What you will do :: Pick out every line in the material below that contains the string "barrier", and copy each one as it appears. Case counts.

Photo object pointing records:
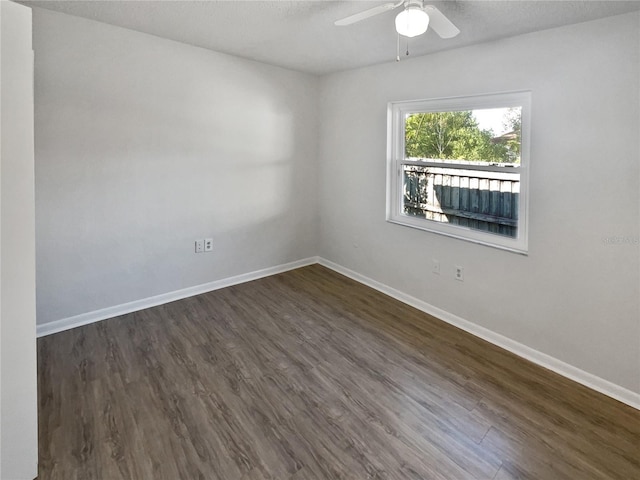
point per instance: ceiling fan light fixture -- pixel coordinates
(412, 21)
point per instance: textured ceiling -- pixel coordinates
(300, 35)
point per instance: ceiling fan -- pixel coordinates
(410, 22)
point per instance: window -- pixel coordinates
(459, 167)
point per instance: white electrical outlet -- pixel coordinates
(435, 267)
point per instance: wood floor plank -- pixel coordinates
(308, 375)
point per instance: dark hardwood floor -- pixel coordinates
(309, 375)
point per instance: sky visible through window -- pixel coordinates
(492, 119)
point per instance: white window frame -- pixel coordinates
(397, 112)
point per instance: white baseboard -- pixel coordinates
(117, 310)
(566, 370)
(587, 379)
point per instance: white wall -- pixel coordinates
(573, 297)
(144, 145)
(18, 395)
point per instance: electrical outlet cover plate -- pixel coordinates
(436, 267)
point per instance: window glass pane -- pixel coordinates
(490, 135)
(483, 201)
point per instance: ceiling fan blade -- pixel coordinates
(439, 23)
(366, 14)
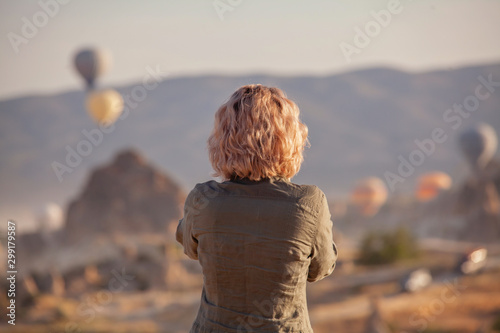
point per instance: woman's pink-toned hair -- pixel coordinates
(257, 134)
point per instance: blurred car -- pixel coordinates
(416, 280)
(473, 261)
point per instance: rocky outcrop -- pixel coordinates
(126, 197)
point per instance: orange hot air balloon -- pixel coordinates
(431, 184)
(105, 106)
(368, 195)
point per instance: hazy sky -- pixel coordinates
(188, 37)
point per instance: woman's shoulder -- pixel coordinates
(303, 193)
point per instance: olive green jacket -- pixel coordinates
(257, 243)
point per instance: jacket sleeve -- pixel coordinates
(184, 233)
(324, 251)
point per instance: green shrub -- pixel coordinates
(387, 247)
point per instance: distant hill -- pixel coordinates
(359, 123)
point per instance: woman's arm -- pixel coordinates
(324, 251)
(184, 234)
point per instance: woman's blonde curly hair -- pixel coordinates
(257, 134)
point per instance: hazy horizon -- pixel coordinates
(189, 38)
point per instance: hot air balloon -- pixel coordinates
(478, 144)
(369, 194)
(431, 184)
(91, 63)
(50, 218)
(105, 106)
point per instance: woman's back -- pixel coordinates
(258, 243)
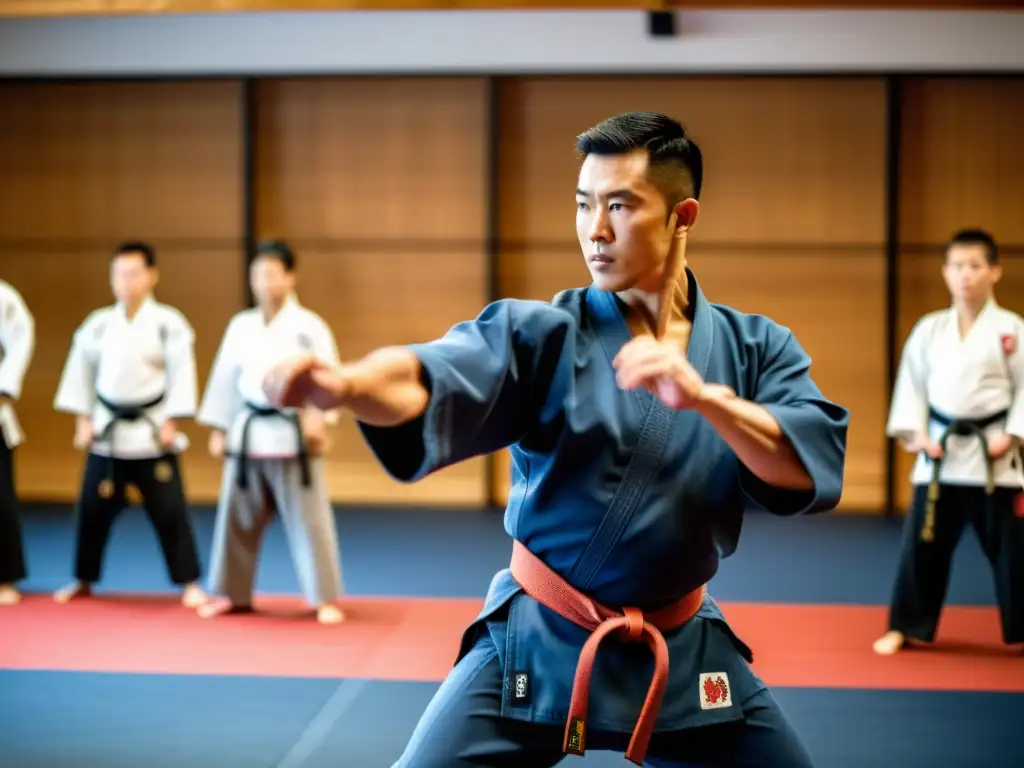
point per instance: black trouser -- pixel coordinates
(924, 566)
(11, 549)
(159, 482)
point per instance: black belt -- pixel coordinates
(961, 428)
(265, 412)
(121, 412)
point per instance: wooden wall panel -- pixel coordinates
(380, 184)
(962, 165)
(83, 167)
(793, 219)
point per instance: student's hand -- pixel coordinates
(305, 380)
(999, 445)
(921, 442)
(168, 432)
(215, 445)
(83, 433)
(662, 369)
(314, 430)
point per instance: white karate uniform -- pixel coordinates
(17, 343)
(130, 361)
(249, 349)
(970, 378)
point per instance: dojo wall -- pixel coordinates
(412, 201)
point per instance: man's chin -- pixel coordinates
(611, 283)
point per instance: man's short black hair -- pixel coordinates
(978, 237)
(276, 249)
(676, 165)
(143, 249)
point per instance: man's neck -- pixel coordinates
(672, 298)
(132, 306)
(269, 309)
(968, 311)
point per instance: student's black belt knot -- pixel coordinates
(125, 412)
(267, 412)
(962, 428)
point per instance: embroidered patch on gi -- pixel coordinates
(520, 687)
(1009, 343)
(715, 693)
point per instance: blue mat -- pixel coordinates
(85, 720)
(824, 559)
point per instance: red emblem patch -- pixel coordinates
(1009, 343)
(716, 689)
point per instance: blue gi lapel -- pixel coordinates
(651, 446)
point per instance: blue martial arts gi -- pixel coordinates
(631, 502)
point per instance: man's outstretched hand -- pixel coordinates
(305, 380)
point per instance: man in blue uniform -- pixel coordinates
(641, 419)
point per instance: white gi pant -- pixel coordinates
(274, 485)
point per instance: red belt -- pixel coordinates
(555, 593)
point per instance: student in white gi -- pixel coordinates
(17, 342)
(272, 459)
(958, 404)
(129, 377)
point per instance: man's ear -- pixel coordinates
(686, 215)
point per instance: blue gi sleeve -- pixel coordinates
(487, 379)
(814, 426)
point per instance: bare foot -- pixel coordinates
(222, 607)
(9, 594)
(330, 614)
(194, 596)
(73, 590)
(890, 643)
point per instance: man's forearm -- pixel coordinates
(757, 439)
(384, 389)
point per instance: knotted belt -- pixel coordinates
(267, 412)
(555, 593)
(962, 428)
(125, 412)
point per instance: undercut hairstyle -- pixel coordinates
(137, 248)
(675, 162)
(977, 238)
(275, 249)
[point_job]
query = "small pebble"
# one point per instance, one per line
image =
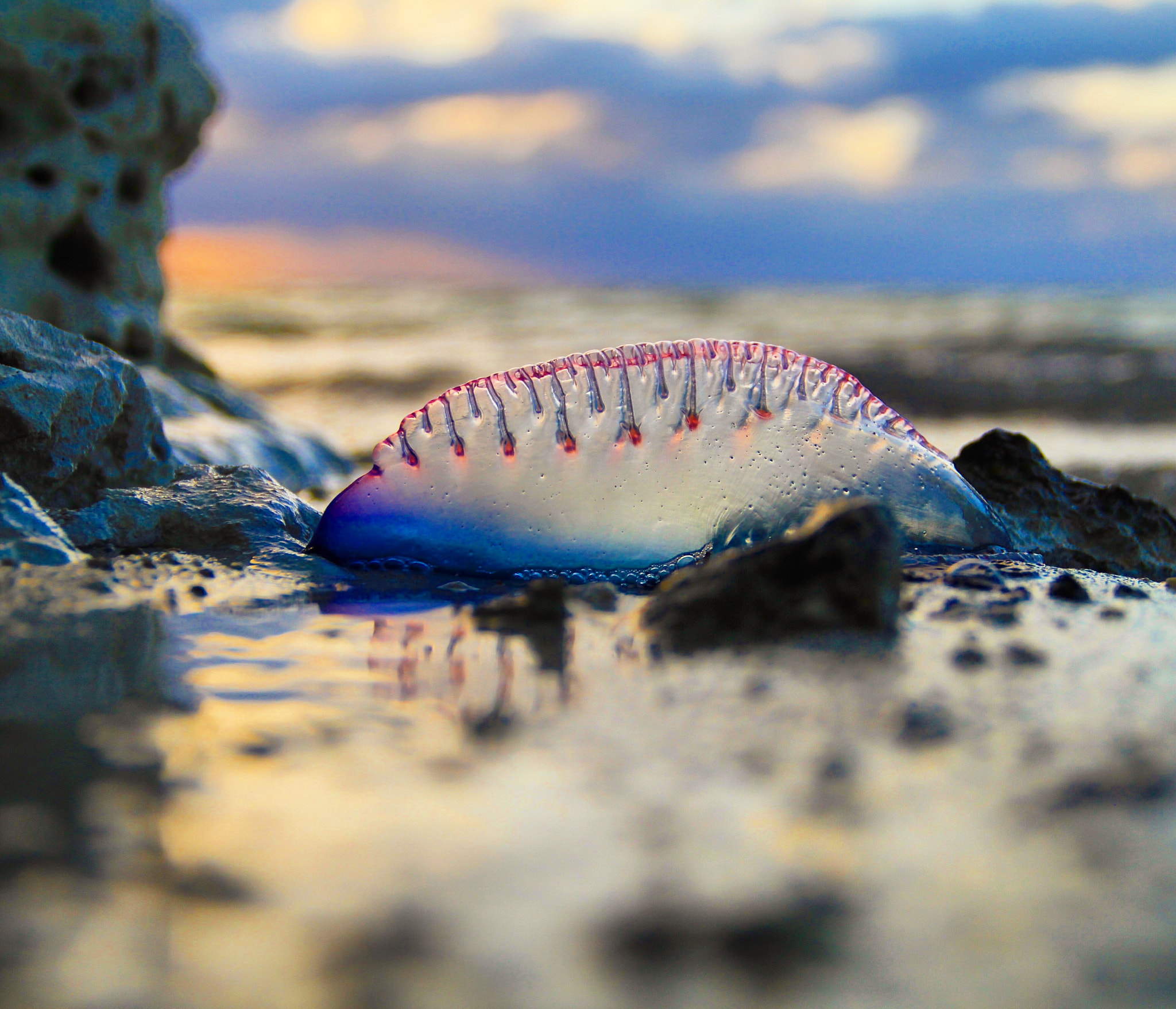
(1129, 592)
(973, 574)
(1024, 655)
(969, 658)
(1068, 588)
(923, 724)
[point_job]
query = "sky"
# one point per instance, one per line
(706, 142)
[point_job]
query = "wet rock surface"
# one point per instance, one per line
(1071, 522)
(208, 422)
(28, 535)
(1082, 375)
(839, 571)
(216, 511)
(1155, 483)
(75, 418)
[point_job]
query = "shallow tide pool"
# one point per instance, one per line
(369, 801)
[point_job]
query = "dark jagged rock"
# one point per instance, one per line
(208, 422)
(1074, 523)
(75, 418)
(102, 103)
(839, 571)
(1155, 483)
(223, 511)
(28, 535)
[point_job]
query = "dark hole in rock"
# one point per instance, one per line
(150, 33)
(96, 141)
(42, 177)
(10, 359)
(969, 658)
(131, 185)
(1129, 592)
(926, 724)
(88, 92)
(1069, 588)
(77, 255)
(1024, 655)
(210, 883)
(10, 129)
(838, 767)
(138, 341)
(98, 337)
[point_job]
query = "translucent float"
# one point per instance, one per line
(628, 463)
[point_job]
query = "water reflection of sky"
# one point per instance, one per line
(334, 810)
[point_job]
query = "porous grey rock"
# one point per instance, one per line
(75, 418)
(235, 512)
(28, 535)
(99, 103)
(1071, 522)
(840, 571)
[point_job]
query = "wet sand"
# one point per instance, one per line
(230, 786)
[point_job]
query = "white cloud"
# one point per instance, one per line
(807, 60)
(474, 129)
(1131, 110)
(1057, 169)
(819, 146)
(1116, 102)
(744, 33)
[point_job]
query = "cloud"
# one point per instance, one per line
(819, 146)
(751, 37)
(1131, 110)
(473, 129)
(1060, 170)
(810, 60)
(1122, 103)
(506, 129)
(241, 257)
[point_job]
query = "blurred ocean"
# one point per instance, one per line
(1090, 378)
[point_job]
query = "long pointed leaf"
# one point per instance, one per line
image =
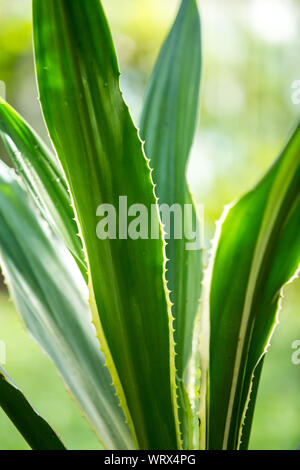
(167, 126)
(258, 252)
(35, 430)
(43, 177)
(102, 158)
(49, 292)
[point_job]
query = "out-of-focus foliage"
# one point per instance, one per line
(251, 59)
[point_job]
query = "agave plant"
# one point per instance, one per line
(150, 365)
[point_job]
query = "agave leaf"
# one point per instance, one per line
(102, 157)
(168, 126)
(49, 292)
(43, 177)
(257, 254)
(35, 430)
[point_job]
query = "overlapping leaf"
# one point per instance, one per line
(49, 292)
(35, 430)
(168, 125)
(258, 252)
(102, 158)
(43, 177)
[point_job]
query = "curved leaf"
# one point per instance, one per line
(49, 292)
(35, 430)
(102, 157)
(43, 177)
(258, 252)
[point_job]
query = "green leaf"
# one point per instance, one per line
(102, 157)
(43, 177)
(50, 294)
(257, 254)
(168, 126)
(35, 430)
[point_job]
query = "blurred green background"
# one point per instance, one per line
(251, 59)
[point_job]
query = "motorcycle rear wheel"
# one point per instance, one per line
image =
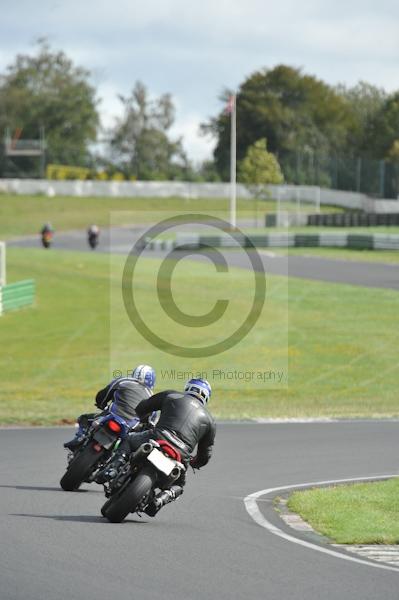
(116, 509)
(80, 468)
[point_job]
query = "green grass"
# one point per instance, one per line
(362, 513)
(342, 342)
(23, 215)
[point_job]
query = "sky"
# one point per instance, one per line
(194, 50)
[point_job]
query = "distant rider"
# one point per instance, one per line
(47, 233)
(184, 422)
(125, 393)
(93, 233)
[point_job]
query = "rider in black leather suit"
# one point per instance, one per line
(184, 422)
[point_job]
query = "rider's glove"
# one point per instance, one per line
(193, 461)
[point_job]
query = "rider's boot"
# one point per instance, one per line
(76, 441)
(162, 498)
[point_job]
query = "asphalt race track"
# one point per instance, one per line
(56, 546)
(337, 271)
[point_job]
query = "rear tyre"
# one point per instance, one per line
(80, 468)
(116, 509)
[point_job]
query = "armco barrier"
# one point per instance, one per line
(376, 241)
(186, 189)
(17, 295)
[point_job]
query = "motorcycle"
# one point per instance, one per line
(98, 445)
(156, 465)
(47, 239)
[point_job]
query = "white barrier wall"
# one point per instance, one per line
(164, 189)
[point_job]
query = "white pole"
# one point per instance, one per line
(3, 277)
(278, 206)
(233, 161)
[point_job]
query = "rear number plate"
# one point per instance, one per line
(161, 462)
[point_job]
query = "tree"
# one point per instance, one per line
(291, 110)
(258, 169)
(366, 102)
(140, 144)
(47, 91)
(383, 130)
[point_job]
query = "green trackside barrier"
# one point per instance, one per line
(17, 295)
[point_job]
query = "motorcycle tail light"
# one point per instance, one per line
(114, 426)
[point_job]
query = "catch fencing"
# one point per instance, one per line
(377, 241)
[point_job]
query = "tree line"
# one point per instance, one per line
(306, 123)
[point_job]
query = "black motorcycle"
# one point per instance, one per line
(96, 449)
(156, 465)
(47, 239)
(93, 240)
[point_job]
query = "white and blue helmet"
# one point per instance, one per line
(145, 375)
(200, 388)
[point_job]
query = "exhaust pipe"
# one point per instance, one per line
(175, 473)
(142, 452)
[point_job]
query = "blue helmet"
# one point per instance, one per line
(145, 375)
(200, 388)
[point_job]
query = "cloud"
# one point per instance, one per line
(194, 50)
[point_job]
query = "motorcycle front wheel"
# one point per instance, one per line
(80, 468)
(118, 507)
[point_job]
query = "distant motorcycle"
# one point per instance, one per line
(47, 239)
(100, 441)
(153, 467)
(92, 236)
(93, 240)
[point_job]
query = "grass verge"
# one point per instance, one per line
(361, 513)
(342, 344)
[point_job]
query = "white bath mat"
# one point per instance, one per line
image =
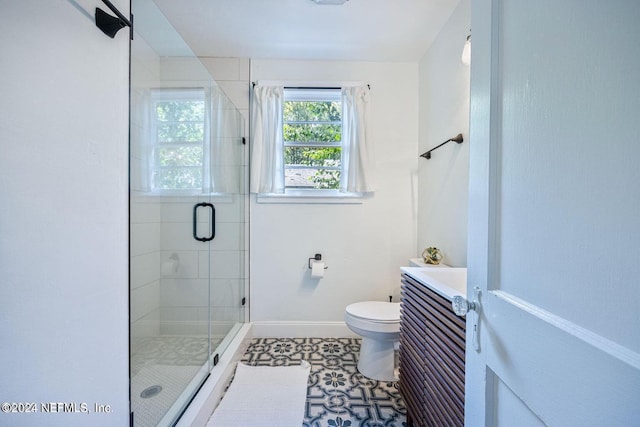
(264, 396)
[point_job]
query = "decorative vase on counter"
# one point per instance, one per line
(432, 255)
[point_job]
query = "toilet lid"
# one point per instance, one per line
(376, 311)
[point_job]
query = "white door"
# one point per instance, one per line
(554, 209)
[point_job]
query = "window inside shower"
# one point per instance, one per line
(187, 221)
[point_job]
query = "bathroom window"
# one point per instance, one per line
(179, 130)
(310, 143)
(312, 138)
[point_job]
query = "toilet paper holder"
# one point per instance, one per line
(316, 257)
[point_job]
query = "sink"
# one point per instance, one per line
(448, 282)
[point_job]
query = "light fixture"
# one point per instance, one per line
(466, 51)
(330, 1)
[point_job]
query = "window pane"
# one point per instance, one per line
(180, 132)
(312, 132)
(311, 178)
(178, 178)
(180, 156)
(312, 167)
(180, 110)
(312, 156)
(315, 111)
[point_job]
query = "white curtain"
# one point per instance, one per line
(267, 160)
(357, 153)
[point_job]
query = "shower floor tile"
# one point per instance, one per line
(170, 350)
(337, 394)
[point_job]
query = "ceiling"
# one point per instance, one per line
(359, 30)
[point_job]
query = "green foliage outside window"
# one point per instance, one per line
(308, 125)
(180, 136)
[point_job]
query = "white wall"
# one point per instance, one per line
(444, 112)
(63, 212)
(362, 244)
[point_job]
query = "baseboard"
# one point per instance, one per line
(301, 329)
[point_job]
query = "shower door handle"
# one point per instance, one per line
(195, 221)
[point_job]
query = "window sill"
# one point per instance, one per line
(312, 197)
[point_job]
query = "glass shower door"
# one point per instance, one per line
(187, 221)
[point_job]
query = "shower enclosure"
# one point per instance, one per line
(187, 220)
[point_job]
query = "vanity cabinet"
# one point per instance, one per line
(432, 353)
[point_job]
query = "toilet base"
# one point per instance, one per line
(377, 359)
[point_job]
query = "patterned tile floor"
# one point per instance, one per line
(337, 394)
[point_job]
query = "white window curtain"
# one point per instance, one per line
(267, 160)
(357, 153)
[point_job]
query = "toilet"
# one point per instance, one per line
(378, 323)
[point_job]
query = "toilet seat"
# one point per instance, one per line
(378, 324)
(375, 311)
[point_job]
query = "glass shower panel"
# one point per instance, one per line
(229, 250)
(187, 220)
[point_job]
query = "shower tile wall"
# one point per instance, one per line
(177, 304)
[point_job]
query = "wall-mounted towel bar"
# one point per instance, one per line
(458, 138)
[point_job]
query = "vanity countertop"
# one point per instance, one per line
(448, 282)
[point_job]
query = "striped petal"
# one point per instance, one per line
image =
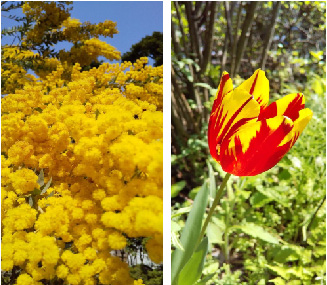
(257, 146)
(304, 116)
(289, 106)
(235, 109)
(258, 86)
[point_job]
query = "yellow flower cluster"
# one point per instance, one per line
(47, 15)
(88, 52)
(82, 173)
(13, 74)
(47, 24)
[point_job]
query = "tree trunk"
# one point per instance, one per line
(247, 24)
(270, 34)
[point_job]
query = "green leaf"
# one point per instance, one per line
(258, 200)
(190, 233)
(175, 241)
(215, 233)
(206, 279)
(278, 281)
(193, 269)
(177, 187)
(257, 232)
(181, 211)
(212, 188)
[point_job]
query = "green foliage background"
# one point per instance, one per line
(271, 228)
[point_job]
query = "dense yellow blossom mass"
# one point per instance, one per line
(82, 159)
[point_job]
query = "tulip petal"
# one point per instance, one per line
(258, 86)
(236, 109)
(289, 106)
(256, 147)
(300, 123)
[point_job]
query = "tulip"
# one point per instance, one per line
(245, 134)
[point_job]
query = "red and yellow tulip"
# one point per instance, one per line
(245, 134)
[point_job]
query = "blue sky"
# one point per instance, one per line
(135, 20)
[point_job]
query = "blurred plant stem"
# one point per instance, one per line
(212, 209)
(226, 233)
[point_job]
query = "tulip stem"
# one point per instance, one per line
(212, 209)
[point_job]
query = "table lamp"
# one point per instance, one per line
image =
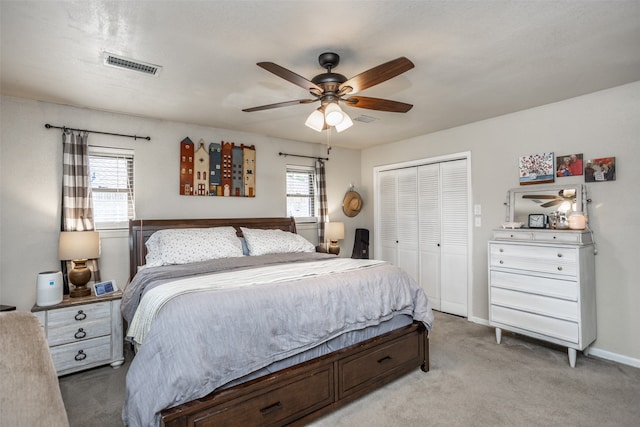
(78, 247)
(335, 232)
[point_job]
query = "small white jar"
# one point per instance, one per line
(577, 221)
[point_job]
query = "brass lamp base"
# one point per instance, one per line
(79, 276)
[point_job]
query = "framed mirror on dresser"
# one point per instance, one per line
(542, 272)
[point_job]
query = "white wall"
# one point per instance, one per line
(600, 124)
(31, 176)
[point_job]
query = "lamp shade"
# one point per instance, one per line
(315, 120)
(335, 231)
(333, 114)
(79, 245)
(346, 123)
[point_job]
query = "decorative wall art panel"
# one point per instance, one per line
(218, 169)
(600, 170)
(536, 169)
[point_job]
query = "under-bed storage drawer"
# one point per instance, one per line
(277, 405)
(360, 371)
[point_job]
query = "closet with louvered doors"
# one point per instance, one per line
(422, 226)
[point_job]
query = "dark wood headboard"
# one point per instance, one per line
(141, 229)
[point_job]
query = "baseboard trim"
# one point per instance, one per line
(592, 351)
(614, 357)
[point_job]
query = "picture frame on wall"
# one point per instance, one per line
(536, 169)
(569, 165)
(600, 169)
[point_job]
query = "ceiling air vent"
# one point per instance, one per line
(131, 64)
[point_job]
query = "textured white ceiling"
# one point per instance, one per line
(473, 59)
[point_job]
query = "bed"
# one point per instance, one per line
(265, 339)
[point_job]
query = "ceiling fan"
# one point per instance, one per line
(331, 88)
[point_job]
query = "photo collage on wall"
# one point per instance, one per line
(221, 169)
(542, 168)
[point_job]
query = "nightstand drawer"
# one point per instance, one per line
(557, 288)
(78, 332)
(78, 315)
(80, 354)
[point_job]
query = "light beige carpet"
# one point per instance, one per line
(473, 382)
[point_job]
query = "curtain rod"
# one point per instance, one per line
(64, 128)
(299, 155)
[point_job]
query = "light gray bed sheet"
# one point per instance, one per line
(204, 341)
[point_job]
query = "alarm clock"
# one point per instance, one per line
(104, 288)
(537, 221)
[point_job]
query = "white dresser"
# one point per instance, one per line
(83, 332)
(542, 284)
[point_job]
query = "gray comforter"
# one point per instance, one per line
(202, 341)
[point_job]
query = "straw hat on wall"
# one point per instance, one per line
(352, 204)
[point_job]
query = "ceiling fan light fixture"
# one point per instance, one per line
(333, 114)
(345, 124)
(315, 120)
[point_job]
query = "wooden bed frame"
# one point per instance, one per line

Complete response ::
query = "armco barrier"
query = "white barrier wall"
query = "green trackside barrier"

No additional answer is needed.